- _Текст упражнения_
▶

Исторический колорит повествования всецело принадлежит сфере проявления авторской эмоциональной интерпретации сюжета – это обусловливает второй характерный признак поэтики повествования в исторической повести: постоянный параллелизм истории и современности в авторской прямой речи. Персонифицированный рассказчик «Натальи, боярской дочери», улетевший на крыльях своего воображения в патриархальную идиллию русской истории XVII в., ни на секунду не забывает двух вещей: во-первых, того, что сам он – человек «конца осьмого-надесять века», а во-вторых, того, что пишет он не печальную быль, а роман. Отсюда возникает постоянная игра столкновениями исторического и современного способов мировосприятия и рождающаяся на стыке этих повествовательных пластов легкая ирония авторской манеры, резко отличающаяся от проникновенной эмоциональности сопереживающего и сочувствующего своим героям рассказчика «Бедной Лизы»:

По крайней мере наша прелестная Наталья имела прелестную душу, была нежна, как горлица, невинна, как агнец, мила, как май месяц; одним словом, имела все свойства благовоспитанной девушки, хотя русские не читали тогда ни Локка «О воспитании», ни Руссова «Эмиля» – во-первых, для того, что сих авторов еще и на свете не было, а во-вторых, и потому, что худо знали грамоте, – не читали и воспитывали детей своих, как натура воспитывает травки и цветочки ‹…› (1, 626).

◀

- _Фрагмент набора данных_
▶

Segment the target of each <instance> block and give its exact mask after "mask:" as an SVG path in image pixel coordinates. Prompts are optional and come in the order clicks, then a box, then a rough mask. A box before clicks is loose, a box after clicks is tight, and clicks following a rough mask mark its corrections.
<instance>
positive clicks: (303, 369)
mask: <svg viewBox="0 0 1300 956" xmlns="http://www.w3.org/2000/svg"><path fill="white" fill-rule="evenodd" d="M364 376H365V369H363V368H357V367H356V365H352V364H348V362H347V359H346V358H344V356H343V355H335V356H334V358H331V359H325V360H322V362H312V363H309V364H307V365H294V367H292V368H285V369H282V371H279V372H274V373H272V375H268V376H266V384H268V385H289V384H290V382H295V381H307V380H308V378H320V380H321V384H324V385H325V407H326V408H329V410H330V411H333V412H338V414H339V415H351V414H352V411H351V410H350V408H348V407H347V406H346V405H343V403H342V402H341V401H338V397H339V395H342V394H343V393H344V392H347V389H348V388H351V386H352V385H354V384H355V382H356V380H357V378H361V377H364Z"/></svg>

◀

- _Задание_
Напишите продолжение текста о поэтике исторической повести, начав сразу после последнего приведенного в нем предложения. Листинг взят из другого источника.

- _Ожидаемый ответ_
Исторический колорит повести обусловлен в своих параметрах отнюдь не желанием Карамзина воссоздать достоверную картину русского быта и русских нравов определенной исторической эпохи. Скорее, дело обстоит как раз наоборот: воссоздаваемые в повести как бы исторические быт и нравы имеют утопический характер именно потому, что Карамзин выстраивает вокруг чудесной и невероятной, воистину романической любви с похищением, уединенной жизнью в лесной хижине, подвигами обоих героев на войне, возвращающими их под сень царской милости и родительского благословения, такой исторический контекст, в котором подобная история души и любви могла бы закономерно и естественно осуществиться. Иными словами, счастливая любовь Натальи и Алексея определяет своим чудесным осуществлением необходимость соответствующего исторического антуража.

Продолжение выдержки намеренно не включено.